TEKSTFRAGMENT —

Gisterenavond spoorde ik naar Limburg om samen met mijn broer deel te nemen aan een Bunnahabhain whisky tasting bij Dranken Houben. Mijn broer en ik houden mooie herinnering over aan ons bezoek aan de Distillery van Bunnahabhain op Islay en de whisky die we daar toen proefden. (Die genummerde fles die we toen daar kochten, staat hier trouwens nog steeds in de kast, te wachten op het ideale moment om open te doen.) Dus ik had hard naar deze tasting uitgekeken.
De tasting stelde niet teleur. We kregen enkele zeer mooie whisky’s te proeven. Wat Bunnahabhain trouwens uniek maakt als distillery op Islay, is het feit dat hun whisky niet geturfd is. En ja, ik was de enige vrouw in een gezelschap van uitsluitend mannelijke whiskyliefhebbers.
We proefden:
Bunnahabhain 12 yrs
Bunnahabhain 12 yrs cask strength
Bunnahabhain Toiteach a dha
Bunnahabhain 18 yrs
Feis ile 2024 14 yrs ruby port
Bunnahabhain Feis ile 2024 23 yrs triple sherry
Old Ballantruan
En als afscheidscadeautje van de werknemers van Dranken Houben verantwoordelijk voor de organisatie van deze tasting, mochten we nog een glaasje Glasgow 1770 proeven.
Als ik heel eerlijk ben: de twee niet-Bunnahabhain whisky’s hadden voor mij niet gehoeven. Té geturfd. Ik had deze whisky’s zeer graag ingeruild voor nog een glas van die uitstekende Bunnahabhain Feis ile 2024 23 yrs triple sherry. 😉
Ik kon alleszins nog op het gemak nagenieten in de, op de conducteur na, lege trein terug naar Leuven.

VERPLICHTE OPDRACHT 1 — Wat maakt Bunnahabhain volgens het tekstfragment uniek als distillery op Islay?
VERPLICHTE OPDRACHT 2 — Geef alle whisky's die in het tekstfragment onder "We proefden:" worden opgesomd.
De gegevens hieronder komen uit een andere bron.

VASTGELEGDE GEGEVENS —
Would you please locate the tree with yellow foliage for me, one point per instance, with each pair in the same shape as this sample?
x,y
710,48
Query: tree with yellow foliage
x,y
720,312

VOLLEDIG ANTWOORD 1 — Hun whisky is niet geturfd.

VOLLEDIG ANTWOORD 2 —
Bunnahabhain 12 yrs
Bunnahabhain 12 yrs cask strength
Bunnahabhain Toiteach a dha
Bunnahabhain 18 yrs
Feis ile 2024 14 yrs ruby port
Bunnahabhain Feis ile 2024 23 yrs triple sherry
Old Ballantruan